+++ Excerpted passage

Several years ago, Andrew Chae moved back to the Detroit area from Chicago where he had gone to college and became involved in the urban farming scene. Part of what brought him back was having space to farm. Friends of his in Chicago weren’t even trying to buy land because it was too expensive, whereas in Detroit it seemed like a real possibility. “We have to work through the government,” he says. “But we have the chance of actually buying farms.”

It also helped that his uncle owned some land next to his dry-cleaning place on Van Dyke, where Chae was able to start his operation in a relatively high profile spot. He was soon selling produce to local restaurants like Craftwork and Rose’s Fine Foods and at farmer’s markets. Yet, as he’s looked to expand, Chae faced continued challenges obtaining land. He tried to get land through the Parks Department and several times through the Detroit Land Bank Authority or DLBA who have presented him with a Kafkaesque assortment of hidden or half-formed policies and plans as well as the sorts of miscommunications that seem to occur in abundance within the program.

Chae’s experience is hardly unique, and he has only been here for a few years. Many growers have been dealing with these issues for far longer. Under the Coleman Young administration, the Farm-A-Lot program pushed for urban agriculture. Since then, urban agriculture efforts have largely been led by citizens and non-profits looking to take advantage of the vacant land, some sixty percent of which is owned by the city itself. Support from the city for any of these programs has been spotty at best. Now various local leaders have begun to talk about urban farming as being part of Detroit’s future. “Agriculture is going to be a part of Detroit’s economy for years to come,” Mayor Mike Duggan recently said. The “2016 Parks and Recreation Improvement Plan” listed agriculture as one of the preferred uses for under-managed parks and open spaces. Whether or not farmers will actually be able to acquire the land they need is still an open question.

Not that much land would really be needed, at least in terms of the massive amounts of open space that are available. Keep Growing Detroit is one of the city’s leading urban agriculture organizations, and has calculated that 5,000 acres would be needed to create a “food-sovereign” Detroit, where over fifty percent of fresh produce comes from within the city limits. This would equal roughly thirty percent of the available vacant land or five percent of the entire city. These numbers were also calculated before the city began its aggressive demolition program of abandoned homes. Much more land is available now.

So, what’s the hold up? The answer to this question is a source of debate in urban agriculture circles, and it likely involves a combination of bureaucratic dysfunction, hidden agendas, wishful thinking, and perhaps more than anything, a failure to appreciate what urban agriculture is all about. “There’s a common perception,” Janell O’Keefe formerly of KGD and now with the Center for Community Progress says, “that urban agriculture is a temporary land use and it’s a great temporary solution for caring for and managing vacant property until something else comes along …” Such thinking led the city to decide to sell the land where Birdtown Community Garden was located in the Cass Corridor to a doggy day-care, perhaps reasoning that the garden could just move. What this fails to account for is both the role that farms and gardens play in communities as catalysts for change and neighborhood stabilization. It also discounts the large investments that farmers and gardeners make in the soil itself. Organic farming and gardening depend on building healthy soil to grow crops, something that is no easy feat in the city’s degraded soils. This often involves buying hundreds if not thousands of dollars worth of compost and other soil amendments each year for even relatively small pieces of land.

++++++
+++ Recorded information

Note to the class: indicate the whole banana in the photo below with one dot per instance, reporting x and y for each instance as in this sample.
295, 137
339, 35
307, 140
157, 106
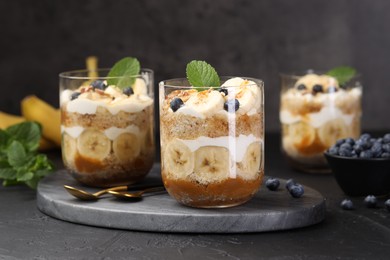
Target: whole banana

++++++

Exercise tasks:
**A.** Transcribe the passage from the Detroit urban farming article, starting at "Not that much" and ending at "is available now.".
**B.** List every person named in the article on Detroit urban farming.

Worked answers:
**A.**
Not that much land would really be needed, at least in terms of the massive amounts of open space that are available. Keep Growing Detroit is one of the city’s leading urban agriculture organizations, and has calculated that 5,000 acres would be needed to create a “food-sovereign” Detroit, where over fifty percent of fresh produce comes from within the city limits. This would equal roughly thirty percent of the available vacant land or five percent of the entire city. These numbers were also calculated before the city began its aggressive demolition program of abandoned homes. Much more land is available now.

**B.**
Andrew Chae
Coleman Young
Mike Duggan
Janell O'Keefe